Further confessions are not flattering. They are an attempt to make me obligated, and pressure me to give you something in return for this thing that I don't need and didn't want you to hand me in the first place. This is the longer, more detailed definition of fucking creepy. Do not do this.

Q: My family is horrible to me, they make me feel like dirt whenever I talk to them, and tell me I'm a drama queen when I try to tell them why I'm always crying when they visit. How do I make them understand that we would get along just fine if they'd just stop the offensive behavior?

A: You don't. Or, rather, you probably already have, you just don't know it because nothing happened. When they tell you that they "don't understand" they're not telling you that, unbeknownst to you, you accidentally slipped into Lower Middle Martian while laying out the reasons what they did made you feel hurt. They're telling you that they don't comprehend why you think your needs are important enough to stop them from behaving however they damn well please. They are telling the truth. Normal people will sometimes run into situations where they genuinely understand why the other person is upset, but upon consideration, they really do feel that in this particular case, their own needs must take priority. People who make you cry all the time and then demand to know why you're crying only to tell you that you're not making any sense are broken in the head, somewhere in an important part of the brain lobe that tells most of us that we are not the most important person on Earth, and that other humans have feelings too.

Having accepted that they are handicapped in some way that literally will not allow them to make the connection between "I did a thing" and "another person became upset", you can try skipping over the why part and just training them to behave the same way you train dogs. The dog does not need to comprehend why you need him to learn to stay in one spot when you say so, or even why the particular noise "stay!" means "plant your little doggie rump here and don't move." He just knows that when his human emits a "stay!" sound and he stays, he is rewarded with happy interactions when he's done. It takes a long time and a lot of energy to do it to people. My parents behaved somewhat better, at least for a while, when I made it very clear that if they picked a fight on the phone I would hang up on them and would not be answering their messages for whatever length of time it took me to cool down, and if they picked a fight when I came to visit I would arrange to be on the next bus home and they would not see me again until the next holiday break. It doesn't always work, and depending on how much the person you're training is aware of being trained and resentful of having to modify their behavior, the effort may be worth more than the relationship.

* **TASK INSTRUCTIONS**: In the advice text above, what did the writer say would happen if the parents picked a fight during a visit?

* **RECORDS SHOWN**:

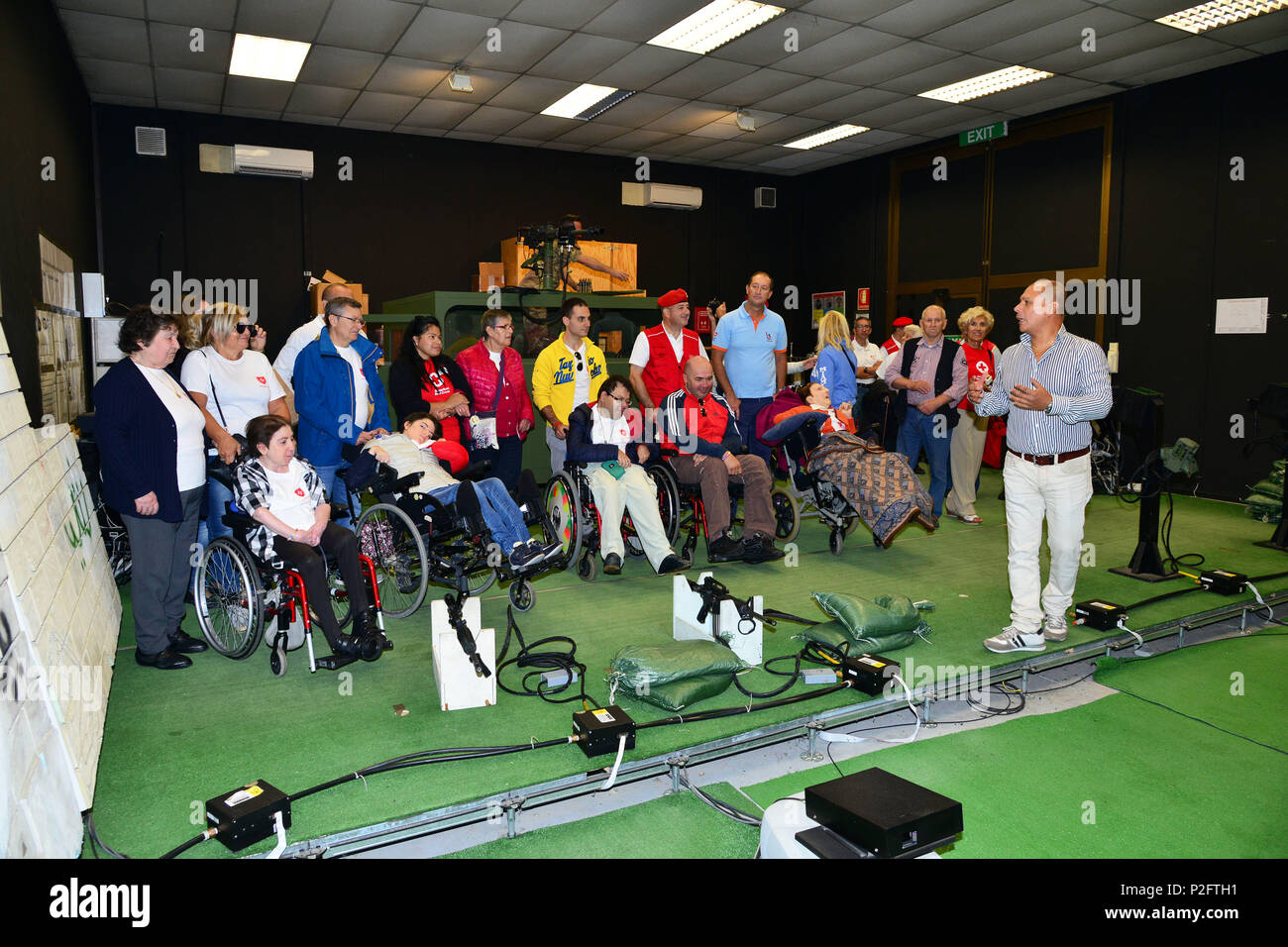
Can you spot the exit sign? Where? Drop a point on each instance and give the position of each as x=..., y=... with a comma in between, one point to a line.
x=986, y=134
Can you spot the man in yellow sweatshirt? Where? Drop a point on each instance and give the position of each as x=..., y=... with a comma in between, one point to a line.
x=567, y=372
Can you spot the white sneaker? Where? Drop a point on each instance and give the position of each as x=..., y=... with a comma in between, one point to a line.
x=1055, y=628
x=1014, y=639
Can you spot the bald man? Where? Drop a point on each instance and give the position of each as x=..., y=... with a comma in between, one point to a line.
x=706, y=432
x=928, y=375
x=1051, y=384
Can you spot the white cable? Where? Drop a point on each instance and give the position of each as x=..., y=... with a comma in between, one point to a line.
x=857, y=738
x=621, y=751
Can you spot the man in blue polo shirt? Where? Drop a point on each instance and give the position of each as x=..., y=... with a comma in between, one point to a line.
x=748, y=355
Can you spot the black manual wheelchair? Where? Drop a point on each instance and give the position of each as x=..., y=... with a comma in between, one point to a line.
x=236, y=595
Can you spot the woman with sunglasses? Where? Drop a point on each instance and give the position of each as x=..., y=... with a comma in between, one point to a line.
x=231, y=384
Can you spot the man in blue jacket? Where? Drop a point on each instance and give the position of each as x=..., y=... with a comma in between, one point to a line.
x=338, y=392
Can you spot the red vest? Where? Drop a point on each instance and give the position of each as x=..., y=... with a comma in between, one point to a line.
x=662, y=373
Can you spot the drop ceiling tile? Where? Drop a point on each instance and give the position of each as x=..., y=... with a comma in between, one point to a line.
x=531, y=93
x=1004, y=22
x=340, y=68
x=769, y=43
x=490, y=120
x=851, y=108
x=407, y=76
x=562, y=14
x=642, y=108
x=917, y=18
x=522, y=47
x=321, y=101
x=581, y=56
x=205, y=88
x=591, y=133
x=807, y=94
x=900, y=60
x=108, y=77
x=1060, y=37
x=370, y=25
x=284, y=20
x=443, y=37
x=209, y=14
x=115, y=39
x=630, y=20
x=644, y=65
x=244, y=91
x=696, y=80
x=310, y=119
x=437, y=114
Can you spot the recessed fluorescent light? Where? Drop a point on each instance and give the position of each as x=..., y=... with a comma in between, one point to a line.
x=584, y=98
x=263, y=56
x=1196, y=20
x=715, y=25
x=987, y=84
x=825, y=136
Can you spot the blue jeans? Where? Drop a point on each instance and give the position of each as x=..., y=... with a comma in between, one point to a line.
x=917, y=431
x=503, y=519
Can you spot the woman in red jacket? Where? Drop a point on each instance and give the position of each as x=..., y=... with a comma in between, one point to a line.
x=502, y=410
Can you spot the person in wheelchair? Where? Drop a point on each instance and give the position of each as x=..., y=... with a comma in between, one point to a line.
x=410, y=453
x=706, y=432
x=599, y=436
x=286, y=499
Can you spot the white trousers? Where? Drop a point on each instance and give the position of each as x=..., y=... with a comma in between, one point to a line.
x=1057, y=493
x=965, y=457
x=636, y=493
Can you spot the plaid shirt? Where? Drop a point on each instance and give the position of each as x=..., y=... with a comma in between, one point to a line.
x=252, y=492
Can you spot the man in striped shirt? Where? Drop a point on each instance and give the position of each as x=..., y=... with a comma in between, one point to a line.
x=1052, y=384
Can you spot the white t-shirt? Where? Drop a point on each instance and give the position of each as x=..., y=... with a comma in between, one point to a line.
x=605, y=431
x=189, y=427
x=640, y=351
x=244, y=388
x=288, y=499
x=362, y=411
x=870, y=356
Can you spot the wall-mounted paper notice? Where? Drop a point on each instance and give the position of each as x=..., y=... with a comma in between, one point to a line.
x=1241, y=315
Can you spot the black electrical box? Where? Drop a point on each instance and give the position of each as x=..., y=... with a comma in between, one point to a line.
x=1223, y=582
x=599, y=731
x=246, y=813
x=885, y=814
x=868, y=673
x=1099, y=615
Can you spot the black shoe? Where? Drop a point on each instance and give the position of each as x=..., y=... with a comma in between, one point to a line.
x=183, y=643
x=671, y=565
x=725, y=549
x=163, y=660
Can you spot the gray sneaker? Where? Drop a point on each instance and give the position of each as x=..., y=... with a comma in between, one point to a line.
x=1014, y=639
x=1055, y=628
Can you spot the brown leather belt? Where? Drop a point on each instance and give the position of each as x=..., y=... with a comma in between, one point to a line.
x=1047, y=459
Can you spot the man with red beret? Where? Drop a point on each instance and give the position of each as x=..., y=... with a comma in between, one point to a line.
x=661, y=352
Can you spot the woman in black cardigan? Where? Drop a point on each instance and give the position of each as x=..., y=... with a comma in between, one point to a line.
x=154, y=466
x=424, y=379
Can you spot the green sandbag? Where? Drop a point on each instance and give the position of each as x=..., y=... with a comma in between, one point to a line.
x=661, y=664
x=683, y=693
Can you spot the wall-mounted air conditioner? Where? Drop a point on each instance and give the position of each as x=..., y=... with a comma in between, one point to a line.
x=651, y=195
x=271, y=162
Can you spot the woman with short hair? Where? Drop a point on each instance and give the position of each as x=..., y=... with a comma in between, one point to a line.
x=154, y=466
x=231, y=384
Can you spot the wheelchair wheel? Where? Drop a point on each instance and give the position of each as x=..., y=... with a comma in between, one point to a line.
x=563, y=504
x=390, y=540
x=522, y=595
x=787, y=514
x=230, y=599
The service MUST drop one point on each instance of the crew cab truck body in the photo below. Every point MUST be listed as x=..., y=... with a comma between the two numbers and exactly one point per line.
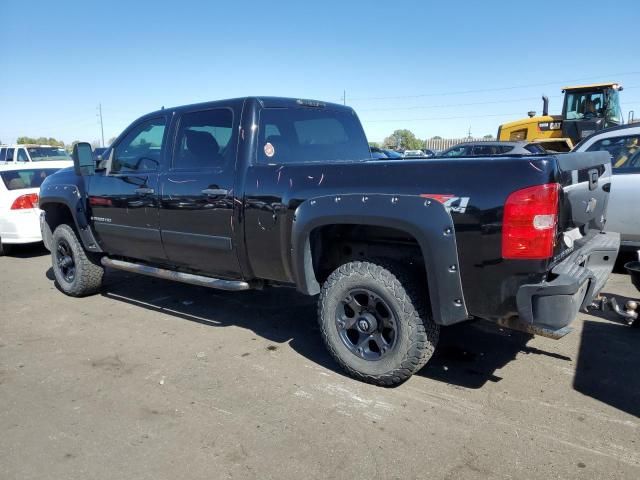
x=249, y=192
--
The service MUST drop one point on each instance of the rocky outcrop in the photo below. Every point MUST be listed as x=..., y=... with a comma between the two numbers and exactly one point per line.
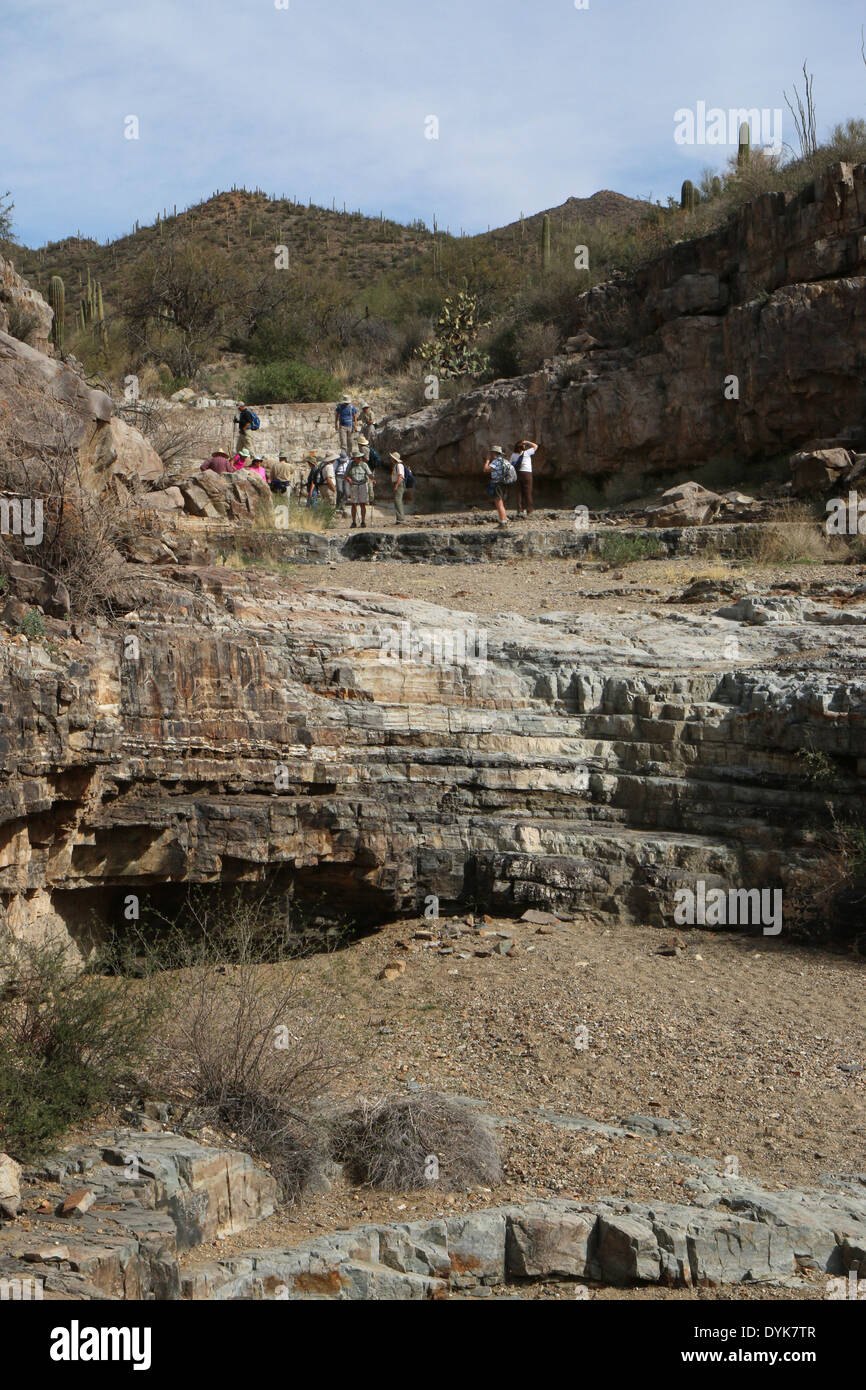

* **YOUR SOLUTION**: The writer would take the next bus home, and the parents would not see the writer again until the next holiday break.